TASKS TO COMPLETE |
**1)** In the article on the Justice Department's investigation into Jerome Powell, when does Powell's term as Fed chair expire?
**2)** Write a continuation of the article about the dropped Justice Department probe of Jerome Powell, starting right after its final sentence.

SELECTED EXCERPT |
[BEGIN]

The criminal investigation into Federal Reserve Chair Jerome Powell produced “essentially zero evidence,” according to the judge who reviewed it. On Friday, the Justice Department dropped it anyway.
The timing tells you everything. US Attorney for the District of Columbia Jeannine Pirro announced on X that her office was closing its probe into the Fed’s headquarters renovation project, referring the matter to the Fed’s own Office of Inspector General instead. The announcement comes with Kevin Warsh — President Donald Trump’s nominee to replace Powell — awaiting Senate confirmation, and Powell’s term as chair expiring May 15.
An Investigation That Never Found Its Footing
The DOJ probe centered on cost overruns — in the billions, per Pirro — tied to the Fed’s extensive renovation of its Washington headquarters. From the start, prosecutors struggled to articulate a basis for criminal conduct.
At a closed-door hearing in March, a prosecutor conceded the government had not yet found evidence of a crime. Judge James Boasberg subsequently quashed subpoenas issued to the Federal Reserve, calling the justification “thin and unsubstantiated.” Boasberg said prosecutors had produced “essentially zero evidence” to suspect Powell of wrongdoing.
Prosecutors later made an unannounced visit to a Fed construction site. They were turned away. A defense lawyer in the case called the maneuver “not appropriate.”
The Fed’s inspector general had already reviewed the renovation project twice, according to NPR. Both reviews found no wrongdoing.
Pirro framed the handoff as accountability. “The Inspector General has the authority to hold the Fed accountable to American taxpayers,” she wrote on X. “I expect a comprehensive report in short order and am confident the outcome will assist in resolving, once and for all, the questions that led this office to issue subpoenas.”
Referring a matter to an internal watchdog that has already cleared it twice is an unusual way to resolve anything “once and for all.”
The Political Math
The investigation’s closure removes what had become a real obstacle to confirming Warsh, a former top Fed official nominated by Trump in January.
Republican Senator Thom Tillis of North Carolina had threatened to block Warsh’s confirmation unless the Justice Department dropped its investigation into Powell, according to NPR. The calculation was straightforward: pursuing a criminal case against the sitting Fed chair — one that judges had already gutted — risked politicizing the confirmation fight in ways that could cost Republican votes.

[END]

DATA ROWS |

[BEGIN]

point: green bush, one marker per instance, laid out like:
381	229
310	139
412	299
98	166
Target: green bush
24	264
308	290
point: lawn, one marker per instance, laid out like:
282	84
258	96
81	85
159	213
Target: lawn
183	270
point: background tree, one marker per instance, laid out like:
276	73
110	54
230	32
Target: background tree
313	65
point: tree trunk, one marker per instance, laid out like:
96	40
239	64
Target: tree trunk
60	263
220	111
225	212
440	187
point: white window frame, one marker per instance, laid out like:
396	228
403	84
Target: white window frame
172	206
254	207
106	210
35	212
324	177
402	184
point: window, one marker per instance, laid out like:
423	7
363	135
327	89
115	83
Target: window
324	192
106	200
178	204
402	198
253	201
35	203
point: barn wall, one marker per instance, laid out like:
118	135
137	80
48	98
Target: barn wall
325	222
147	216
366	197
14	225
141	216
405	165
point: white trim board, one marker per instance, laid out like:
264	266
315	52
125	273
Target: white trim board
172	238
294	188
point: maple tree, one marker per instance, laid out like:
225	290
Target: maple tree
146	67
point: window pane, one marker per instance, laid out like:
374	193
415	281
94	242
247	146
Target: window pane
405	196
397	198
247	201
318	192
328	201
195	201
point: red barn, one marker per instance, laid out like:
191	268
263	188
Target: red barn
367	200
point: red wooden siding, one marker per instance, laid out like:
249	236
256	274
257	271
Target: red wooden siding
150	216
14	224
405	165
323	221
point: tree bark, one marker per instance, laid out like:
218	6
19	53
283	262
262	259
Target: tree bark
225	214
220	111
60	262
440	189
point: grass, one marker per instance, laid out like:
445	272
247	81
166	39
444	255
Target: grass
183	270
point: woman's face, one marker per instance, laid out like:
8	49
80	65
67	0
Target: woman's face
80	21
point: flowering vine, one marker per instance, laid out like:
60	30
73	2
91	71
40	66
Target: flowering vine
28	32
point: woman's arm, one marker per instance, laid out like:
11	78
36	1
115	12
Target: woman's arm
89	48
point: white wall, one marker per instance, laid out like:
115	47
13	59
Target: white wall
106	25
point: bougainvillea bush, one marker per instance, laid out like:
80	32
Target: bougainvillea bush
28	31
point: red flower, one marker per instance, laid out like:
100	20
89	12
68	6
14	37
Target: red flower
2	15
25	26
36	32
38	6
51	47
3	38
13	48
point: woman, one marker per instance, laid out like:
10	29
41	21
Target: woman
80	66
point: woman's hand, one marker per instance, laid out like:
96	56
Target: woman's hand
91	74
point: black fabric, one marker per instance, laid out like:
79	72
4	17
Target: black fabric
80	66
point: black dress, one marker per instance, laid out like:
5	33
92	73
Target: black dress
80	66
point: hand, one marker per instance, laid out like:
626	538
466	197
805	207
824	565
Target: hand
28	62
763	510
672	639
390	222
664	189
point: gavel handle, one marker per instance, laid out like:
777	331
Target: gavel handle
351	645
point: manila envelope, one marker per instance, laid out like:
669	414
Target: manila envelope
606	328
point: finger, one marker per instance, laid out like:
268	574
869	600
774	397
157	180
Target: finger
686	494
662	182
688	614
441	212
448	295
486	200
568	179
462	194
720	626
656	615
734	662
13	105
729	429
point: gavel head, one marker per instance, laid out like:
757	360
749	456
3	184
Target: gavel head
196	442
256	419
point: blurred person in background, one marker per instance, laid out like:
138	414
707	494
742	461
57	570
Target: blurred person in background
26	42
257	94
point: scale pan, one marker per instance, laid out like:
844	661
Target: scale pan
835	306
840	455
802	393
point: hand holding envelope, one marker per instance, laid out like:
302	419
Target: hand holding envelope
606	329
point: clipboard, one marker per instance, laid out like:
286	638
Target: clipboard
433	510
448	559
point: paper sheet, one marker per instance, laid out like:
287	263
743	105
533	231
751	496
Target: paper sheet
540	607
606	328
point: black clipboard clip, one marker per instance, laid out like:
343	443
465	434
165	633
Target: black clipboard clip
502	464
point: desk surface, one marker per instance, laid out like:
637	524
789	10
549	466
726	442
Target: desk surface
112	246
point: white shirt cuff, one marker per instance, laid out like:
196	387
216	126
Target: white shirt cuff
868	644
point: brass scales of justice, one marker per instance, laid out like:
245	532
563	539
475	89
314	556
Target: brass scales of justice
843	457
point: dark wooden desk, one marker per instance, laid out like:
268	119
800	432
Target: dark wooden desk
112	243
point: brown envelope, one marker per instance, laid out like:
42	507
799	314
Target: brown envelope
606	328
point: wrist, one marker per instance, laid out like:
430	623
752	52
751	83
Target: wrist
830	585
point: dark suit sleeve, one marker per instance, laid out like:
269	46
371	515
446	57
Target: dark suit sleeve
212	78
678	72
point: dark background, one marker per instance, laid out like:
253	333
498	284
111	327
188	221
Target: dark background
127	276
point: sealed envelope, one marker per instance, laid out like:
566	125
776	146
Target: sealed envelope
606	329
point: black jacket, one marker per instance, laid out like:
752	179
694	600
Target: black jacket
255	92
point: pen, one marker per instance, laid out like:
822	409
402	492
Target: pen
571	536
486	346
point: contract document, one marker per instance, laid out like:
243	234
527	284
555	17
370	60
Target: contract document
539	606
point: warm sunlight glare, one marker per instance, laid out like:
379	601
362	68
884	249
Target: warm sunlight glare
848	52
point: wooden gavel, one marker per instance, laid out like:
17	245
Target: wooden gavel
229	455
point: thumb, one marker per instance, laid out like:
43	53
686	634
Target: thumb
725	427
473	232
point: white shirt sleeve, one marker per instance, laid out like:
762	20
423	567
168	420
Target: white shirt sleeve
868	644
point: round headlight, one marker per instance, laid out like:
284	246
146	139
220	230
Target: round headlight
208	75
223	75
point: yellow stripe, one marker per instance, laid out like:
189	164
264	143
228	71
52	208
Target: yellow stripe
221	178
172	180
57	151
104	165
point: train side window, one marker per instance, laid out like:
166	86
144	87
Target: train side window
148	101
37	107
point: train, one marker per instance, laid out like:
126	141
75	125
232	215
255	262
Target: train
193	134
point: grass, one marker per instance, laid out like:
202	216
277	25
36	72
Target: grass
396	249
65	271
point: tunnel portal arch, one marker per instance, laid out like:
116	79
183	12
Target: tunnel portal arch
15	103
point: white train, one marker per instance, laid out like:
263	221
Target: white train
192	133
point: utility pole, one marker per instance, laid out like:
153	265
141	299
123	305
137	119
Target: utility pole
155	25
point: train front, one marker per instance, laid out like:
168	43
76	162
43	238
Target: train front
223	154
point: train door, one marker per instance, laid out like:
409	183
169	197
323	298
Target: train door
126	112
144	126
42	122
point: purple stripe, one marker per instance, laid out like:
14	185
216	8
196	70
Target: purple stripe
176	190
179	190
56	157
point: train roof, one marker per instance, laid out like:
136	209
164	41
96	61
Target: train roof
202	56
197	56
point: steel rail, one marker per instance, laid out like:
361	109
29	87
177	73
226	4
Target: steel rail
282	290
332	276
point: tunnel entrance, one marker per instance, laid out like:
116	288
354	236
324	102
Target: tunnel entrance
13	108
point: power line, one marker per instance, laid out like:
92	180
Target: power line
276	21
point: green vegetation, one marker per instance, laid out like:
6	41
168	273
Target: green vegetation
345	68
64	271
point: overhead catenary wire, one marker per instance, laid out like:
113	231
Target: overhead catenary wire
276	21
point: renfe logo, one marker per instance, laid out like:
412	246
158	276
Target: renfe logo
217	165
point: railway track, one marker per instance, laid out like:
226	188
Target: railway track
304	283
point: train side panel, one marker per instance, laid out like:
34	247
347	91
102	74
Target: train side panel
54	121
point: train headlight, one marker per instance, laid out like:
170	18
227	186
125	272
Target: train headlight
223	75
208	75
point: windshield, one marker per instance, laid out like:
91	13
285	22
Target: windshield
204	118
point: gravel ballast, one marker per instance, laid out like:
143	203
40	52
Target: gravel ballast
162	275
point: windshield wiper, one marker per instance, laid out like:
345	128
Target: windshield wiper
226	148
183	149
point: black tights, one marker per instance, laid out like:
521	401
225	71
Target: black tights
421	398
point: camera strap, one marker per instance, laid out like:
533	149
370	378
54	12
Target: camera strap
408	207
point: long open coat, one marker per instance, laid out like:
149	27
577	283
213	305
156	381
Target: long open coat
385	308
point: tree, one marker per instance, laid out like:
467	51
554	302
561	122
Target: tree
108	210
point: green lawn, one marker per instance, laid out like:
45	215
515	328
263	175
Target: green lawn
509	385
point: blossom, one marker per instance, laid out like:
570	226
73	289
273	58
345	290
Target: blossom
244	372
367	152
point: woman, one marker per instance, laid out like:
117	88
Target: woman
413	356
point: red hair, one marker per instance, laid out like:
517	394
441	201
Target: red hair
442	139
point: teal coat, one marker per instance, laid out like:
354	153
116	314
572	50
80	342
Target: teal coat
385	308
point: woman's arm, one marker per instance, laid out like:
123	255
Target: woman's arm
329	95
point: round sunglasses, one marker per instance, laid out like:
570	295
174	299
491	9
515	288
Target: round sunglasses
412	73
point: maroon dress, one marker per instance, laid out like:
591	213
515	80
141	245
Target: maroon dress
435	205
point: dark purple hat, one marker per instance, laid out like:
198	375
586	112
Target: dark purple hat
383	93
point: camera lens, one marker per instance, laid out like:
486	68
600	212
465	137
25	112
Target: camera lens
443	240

[END]

RESPONSES PER TASK |
**1)** May 15

**2)**
Now the path is clearer. The Senate can move to confirm Warsh without the shadow of an investigation that was, by the government’s own admission in court, unsupported by evidence.
The Leverage Served Its Purpose
The Powell investigation was one of several the Justice Department launched against Trump’s perceived adversaries, according to the South China Morning Post. Its value was never in proving a case in court. It was in the cloud it cast — over Powell’s final months in the role, over the Fed’s institutional independence, and over anyone in Washington who might consider crossing the White House on monetary policy.
That cloud is now being lifted, not because the facts changed, but because the political calendar moved forward. Warsh is the nominee. The investigation has served its purpose and is being shelved.
What the World Is Watching
Central bank independence is under pressure far beyond Washington. The European Central Bank, the Bank of Japan, and the Bank of England have all faced varying degrees of political encroachment in recent years. A Trump-appointed Fed chair whose confirmation path was cleared, in part, by the quiet retirement of a politically motivated investigation sends a signal that markets from Frankfurt to Tokyo will have to price in.
The US Federal Reserve sets the benchmark for global monetary policy. When the process for choosing its leadership looks like this, the credibility cost does not stay within American borders.
Powell’s term ends May 15. The Senate is expected to move quickly.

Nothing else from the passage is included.